=== PROBLEM REQUIREMENTS ===
State how many of the lines below contain the string "tent", treating uppercase and lowercase as different. Reply with the number alone.

[Source data]

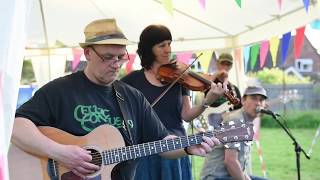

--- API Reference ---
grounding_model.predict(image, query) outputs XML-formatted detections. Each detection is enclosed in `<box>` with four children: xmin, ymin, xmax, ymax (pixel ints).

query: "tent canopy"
<box><xmin>27</xmin><ymin>0</ymin><xmax>320</xmax><ymax>51</ymax></box>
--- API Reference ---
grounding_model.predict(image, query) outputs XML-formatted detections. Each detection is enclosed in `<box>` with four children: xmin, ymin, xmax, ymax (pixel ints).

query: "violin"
<box><xmin>157</xmin><ymin>61</ymin><xmax>240</xmax><ymax>105</ymax></box>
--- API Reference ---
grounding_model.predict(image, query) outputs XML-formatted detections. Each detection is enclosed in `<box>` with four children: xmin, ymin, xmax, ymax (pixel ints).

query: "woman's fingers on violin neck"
<box><xmin>222</xmin><ymin>82</ymin><xmax>229</xmax><ymax>92</ymax></box>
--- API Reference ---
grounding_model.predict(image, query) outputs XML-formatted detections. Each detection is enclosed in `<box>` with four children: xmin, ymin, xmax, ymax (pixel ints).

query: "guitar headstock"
<box><xmin>214</xmin><ymin>120</ymin><xmax>254</xmax><ymax>144</ymax></box>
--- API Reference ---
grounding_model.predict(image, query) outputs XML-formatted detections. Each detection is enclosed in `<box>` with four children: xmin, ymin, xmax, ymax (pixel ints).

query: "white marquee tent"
<box><xmin>0</xmin><ymin>0</ymin><xmax>320</xmax><ymax>180</ymax></box>
<box><xmin>27</xmin><ymin>0</ymin><xmax>320</xmax><ymax>51</ymax></box>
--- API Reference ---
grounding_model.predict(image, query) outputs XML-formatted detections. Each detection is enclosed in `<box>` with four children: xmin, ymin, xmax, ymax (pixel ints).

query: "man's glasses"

=== ANSWER ===
2